• TEXT PROVIDED:
== Segment start ==
BP’s Deepwater Horizon: Capitalism is the Disaster

As we go to press it has been announced that 7 Indian executives have been found guilty of “criminal negligence” over the Bhopal gas leak which killed between 8 and 15,000 people, and left a further 500,000 suffering from its toxic effects in 1984. They will face a maximum of 2 years in gaol and a fine of £2,100. It is a reminder of just how little capitalism cares about the consequences of its actions in search for profit. The US Chief executive of Union Carbide at the time, Warren Anderson, remains free from prosecution in the US. Union Carbide gave a derisory $470 million in compensation against the $3.3 billions claimed by the Indian government. Today however environmental disaster due to the blind search for capitalist profit has come home to America.

The Deepwater Horizon oil exploration rig exploded on 20 April killing eleven workers. The immediate loss of workers’ lives was in itself a major tragedy, yet the explosion was just the beginning of this disaster which has become a major environmental catastrophe with profound implications for the health and livelihoods of tens of thousands who live and work along the US coast of the Gulf of Mexico. More than six weeks after the initial blast, several attempts to cap the well have failed and there is now a real prospect (despite recent BP operations) that the oil will continue to spill out until August when a relief well can be sunk.
== Segment end ==
• WORK REQUIRED: Give every sum of money that the text about the Deepwater Horizon disaster mentions.

• LISTED RECORDS:
== Segment start ==
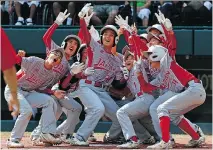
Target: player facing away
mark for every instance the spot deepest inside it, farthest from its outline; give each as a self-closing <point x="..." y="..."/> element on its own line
<point x="72" y="109"/>
<point x="185" y="93"/>
<point x="139" y="107"/>
<point x="92" y="93"/>
<point x="34" y="73"/>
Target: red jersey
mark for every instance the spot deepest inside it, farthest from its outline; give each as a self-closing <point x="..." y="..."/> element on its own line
<point x="8" y="54"/>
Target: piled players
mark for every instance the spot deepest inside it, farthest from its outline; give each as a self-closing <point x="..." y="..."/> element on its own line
<point x="154" y="69"/>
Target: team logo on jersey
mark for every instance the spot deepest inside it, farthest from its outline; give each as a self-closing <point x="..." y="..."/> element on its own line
<point x="105" y="65"/>
<point x="171" y="82"/>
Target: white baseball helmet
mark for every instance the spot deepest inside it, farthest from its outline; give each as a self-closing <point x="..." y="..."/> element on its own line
<point x="155" y="26"/>
<point x="72" y="36"/>
<point x="151" y="35"/>
<point x="156" y="52"/>
<point x="144" y="36"/>
<point x="113" y="28"/>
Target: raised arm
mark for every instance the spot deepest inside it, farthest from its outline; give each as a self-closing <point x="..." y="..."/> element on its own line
<point x="170" y="42"/>
<point x="47" y="38"/>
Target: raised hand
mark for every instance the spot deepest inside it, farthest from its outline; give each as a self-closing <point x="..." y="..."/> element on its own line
<point x="88" y="17"/>
<point x="125" y="72"/>
<point x="89" y="71"/>
<point x="94" y="33"/>
<point x="61" y="17"/>
<point x="165" y="21"/>
<point x="85" y="10"/>
<point x="77" y="68"/>
<point x="21" y="53"/>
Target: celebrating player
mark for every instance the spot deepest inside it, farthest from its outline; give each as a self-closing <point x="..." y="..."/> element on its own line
<point x="93" y="95"/>
<point x="186" y="93"/>
<point x="34" y="74"/>
<point x="8" y="60"/>
<point x="72" y="109"/>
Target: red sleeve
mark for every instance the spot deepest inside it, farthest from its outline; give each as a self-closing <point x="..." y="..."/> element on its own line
<point x="8" y="54"/>
<point x="66" y="81"/>
<point x="171" y="42"/>
<point x="47" y="38"/>
<point x="144" y="86"/>
<point x="126" y="35"/>
<point x="18" y="59"/>
<point x="46" y="91"/>
<point x="85" y="31"/>
<point x="81" y="36"/>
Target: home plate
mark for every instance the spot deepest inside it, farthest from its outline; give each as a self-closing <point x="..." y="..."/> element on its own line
<point x="96" y="145"/>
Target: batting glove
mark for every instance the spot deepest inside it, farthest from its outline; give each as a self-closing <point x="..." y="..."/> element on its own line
<point x="76" y="68"/>
<point x="165" y="21"/>
<point x="123" y="23"/>
<point x="89" y="71"/>
<point x="125" y="72"/>
<point x="85" y="10"/>
<point x="94" y="33"/>
<point x="61" y="17"/>
<point x="88" y="17"/>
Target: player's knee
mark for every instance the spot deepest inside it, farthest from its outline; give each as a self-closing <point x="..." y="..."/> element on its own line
<point x="162" y="111"/>
<point x="99" y="110"/>
<point x="120" y="113"/>
<point x="152" y="110"/>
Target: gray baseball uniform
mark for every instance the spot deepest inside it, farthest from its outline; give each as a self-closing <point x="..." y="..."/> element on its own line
<point x="143" y="127"/>
<point x="69" y="106"/>
<point x="31" y="77"/>
<point x="136" y="109"/>
<point x="175" y="103"/>
<point x="96" y="99"/>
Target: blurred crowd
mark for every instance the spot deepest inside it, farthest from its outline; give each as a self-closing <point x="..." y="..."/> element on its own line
<point x="186" y="13"/>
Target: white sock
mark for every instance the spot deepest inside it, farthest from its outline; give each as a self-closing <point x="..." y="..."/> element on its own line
<point x="69" y="21"/>
<point x="20" y="19"/>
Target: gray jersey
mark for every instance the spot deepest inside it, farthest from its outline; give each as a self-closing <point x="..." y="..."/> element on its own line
<point x="166" y="78"/>
<point x="62" y="69"/>
<point x="33" y="75"/>
<point x="151" y="72"/>
<point x="133" y="82"/>
<point x="107" y="66"/>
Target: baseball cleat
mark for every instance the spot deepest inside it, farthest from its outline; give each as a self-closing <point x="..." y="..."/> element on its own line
<point x="149" y="141"/>
<point x="50" y="138"/>
<point x="66" y="138"/>
<point x="130" y="144"/>
<point x="92" y="138"/>
<point x="119" y="140"/>
<point x="37" y="142"/>
<point x="197" y="143"/>
<point x="78" y="142"/>
<point x="161" y="145"/>
<point x="14" y="144"/>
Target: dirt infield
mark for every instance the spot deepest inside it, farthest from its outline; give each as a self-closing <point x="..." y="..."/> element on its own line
<point x="180" y="141"/>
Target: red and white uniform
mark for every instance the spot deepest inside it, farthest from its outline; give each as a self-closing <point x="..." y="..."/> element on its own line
<point x="8" y="54"/>
<point x="63" y="68"/>
<point x="185" y="93"/>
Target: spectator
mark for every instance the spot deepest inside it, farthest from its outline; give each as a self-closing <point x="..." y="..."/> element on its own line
<point x="6" y="10"/>
<point x="103" y="9"/>
<point x="73" y="9"/>
<point x="194" y="10"/>
<point x="18" y="7"/>
<point x="144" y="11"/>
<point x="172" y="10"/>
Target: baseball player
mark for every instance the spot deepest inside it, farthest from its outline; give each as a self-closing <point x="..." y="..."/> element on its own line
<point x="35" y="73"/>
<point x="72" y="109"/>
<point x="186" y="93"/>
<point x="135" y="109"/>
<point x="8" y="60"/>
<point x="154" y="33"/>
<point x="93" y="95"/>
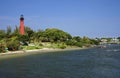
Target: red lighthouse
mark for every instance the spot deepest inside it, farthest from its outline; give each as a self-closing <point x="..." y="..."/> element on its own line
<point x="22" y="31"/>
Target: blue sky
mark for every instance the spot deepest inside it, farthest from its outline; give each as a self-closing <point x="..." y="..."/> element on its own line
<point x="92" y="18"/>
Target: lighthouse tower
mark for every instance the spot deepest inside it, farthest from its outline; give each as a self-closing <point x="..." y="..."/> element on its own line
<point x="22" y="31"/>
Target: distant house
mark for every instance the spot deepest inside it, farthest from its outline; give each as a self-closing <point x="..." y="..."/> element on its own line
<point x="103" y="41"/>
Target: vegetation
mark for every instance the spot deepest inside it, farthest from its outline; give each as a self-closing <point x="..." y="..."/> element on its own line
<point x="49" y="38"/>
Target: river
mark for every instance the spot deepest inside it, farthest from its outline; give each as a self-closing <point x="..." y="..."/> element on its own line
<point x="89" y="63"/>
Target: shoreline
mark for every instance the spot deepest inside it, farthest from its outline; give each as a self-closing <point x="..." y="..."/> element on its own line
<point x="44" y="50"/>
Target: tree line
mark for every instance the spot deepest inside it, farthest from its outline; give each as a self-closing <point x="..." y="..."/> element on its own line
<point x="12" y="40"/>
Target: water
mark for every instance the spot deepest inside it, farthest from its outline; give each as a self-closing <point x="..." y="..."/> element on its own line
<point x="90" y="63"/>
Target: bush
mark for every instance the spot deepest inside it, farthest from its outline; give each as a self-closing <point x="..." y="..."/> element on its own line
<point x="62" y="46"/>
<point x="2" y="48"/>
<point x="13" y="45"/>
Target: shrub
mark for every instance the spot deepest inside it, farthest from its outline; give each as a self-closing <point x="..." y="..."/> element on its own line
<point x="62" y="46"/>
<point x="13" y="45"/>
<point x="2" y="48"/>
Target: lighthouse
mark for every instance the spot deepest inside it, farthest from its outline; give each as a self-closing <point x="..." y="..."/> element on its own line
<point x="22" y="31"/>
== Segment end ==
• ANSWER TO THIS EXERCISE:
- £2,100
- $470 million
- $3.3 billions